─── Data listing

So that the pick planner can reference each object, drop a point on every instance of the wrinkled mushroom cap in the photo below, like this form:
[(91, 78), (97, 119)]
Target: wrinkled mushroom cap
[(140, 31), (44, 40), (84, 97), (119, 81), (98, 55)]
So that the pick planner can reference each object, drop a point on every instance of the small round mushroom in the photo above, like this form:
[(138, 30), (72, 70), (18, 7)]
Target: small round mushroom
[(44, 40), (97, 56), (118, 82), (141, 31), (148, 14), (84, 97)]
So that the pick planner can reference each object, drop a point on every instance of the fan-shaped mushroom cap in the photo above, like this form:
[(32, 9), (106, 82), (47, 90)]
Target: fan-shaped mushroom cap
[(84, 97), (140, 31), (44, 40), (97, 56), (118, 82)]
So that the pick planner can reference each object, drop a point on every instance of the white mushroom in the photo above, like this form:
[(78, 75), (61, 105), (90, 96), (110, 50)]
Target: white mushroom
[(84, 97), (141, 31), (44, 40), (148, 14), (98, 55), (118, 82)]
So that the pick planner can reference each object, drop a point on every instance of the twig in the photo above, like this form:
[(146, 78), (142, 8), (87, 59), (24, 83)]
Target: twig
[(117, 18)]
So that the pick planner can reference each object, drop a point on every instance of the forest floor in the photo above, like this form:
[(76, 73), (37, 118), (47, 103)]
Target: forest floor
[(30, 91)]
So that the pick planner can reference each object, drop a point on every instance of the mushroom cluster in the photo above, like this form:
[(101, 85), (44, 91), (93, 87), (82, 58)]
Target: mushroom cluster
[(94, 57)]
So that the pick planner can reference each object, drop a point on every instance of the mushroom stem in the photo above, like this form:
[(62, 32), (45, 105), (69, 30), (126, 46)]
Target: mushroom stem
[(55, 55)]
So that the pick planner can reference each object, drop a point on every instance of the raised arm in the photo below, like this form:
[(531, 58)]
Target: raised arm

──────

## Aim of the exercise
Find the line containing "of the forest" in the material above. Print it and every line after it through the end, exactly and only those.

## Correct output
So that the pick planner can reference each object, drop a point on every instance of the forest floor in the photo above, like this form:
[(76, 73), (37, 118), (47, 103)]
Target: forest floor
[(30, 91)]
So that the pick planner can reference each object, drop a point on every instance of the mushroom cluster in the photo above, like this form:
[(101, 85), (44, 91), (93, 87), (82, 58)]
Target: mushroom cluster
[(94, 57)]
So that the pick planner can reference each object, drop a point on every instance of the mushroom stem in the photo above, like this form:
[(62, 32), (45, 105), (69, 30), (126, 46)]
Target: mushroom stem
[(55, 55)]
So that the pick planner can reference each object, drop a point on every instance of the raised arm in the photo below, like this form:
[(531, 58)]
Target: raised arm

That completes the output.